Problem requirements - Repeat the whole listing exactly as written.

* BEGIN Records to process *

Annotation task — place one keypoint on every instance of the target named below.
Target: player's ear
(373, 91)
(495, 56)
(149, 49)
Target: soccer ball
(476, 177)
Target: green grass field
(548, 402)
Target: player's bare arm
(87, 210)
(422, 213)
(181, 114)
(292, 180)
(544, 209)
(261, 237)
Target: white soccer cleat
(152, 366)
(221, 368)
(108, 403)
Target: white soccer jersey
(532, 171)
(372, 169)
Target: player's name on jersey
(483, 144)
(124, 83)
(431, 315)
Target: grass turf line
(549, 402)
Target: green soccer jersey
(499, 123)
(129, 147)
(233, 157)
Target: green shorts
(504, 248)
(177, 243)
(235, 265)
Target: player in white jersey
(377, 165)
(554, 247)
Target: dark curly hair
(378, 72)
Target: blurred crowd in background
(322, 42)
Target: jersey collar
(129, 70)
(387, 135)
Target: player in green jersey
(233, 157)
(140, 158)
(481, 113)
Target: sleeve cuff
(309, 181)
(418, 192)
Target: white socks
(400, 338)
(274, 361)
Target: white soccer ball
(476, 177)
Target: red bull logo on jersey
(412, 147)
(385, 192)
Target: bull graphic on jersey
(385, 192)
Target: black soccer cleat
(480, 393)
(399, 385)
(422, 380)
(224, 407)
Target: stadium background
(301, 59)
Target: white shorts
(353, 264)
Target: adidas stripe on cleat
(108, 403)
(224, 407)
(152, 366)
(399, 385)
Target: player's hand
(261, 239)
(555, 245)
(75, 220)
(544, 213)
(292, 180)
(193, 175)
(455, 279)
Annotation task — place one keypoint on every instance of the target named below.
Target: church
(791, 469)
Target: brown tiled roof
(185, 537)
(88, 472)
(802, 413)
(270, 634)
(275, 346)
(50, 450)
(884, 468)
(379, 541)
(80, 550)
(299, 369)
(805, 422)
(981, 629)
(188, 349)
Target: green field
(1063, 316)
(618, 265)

* END Records to process *

Output for this task -
Annotation task — place one keypoint on every instance of the target named below.
Target: player's ear
(373, 91)
(495, 56)
(149, 49)
Target: soccer ball
(476, 177)
Target: green grass field
(548, 402)
Target: player's bare arm
(87, 210)
(422, 213)
(181, 114)
(292, 180)
(544, 209)
(261, 237)
Target: white soccer cleat
(152, 366)
(221, 368)
(108, 403)
Target: white soccer jersey
(532, 171)
(372, 169)
Target: player's name on jersey
(483, 144)
(124, 83)
(431, 315)
Target: grass turf line
(549, 402)
Target: green soccer jersey
(499, 123)
(129, 147)
(233, 157)
Target: green shorts
(504, 248)
(177, 243)
(235, 265)
Target: player in white jersey
(377, 165)
(554, 247)
Target: dark curly hair
(378, 72)
Target: blurred crowd in background
(322, 42)
Target: jersey collar
(129, 70)
(387, 135)
Target: player in green jersey
(233, 157)
(140, 158)
(481, 113)
Target: sleeve cuff
(309, 181)
(418, 192)
Target: white socks
(400, 338)
(274, 361)
Target: white soccer ball
(476, 177)
Target: red bull logo on jersey
(412, 147)
(385, 192)
Target: bull graphic on jersey
(385, 192)
Target: black soccer cleat
(480, 393)
(399, 385)
(422, 380)
(224, 407)
Target: stadium background
(301, 59)
Target: white shorts
(353, 264)
Target: adidas stripe on cleat
(108, 403)
(224, 407)
(152, 366)
(399, 385)
Target: player's hand
(261, 239)
(555, 245)
(75, 220)
(544, 213)
(292, 180)
(193, 175)
(455, 279)
Annotation task — place one keypoint on every instance of the target named below.
Target: church
(791, 469)
Target: brown tiled roof
(185, 537)
(88, 472)
(802, 413)
(270, 634)
(275, 346)
(50, 450)
(884, 468)
(379, 541)
(80, 550)
(299, 369)
(805, 422)
(981, 629)
(188, 349)
Target: green field
(1063, 316)
(618, 265)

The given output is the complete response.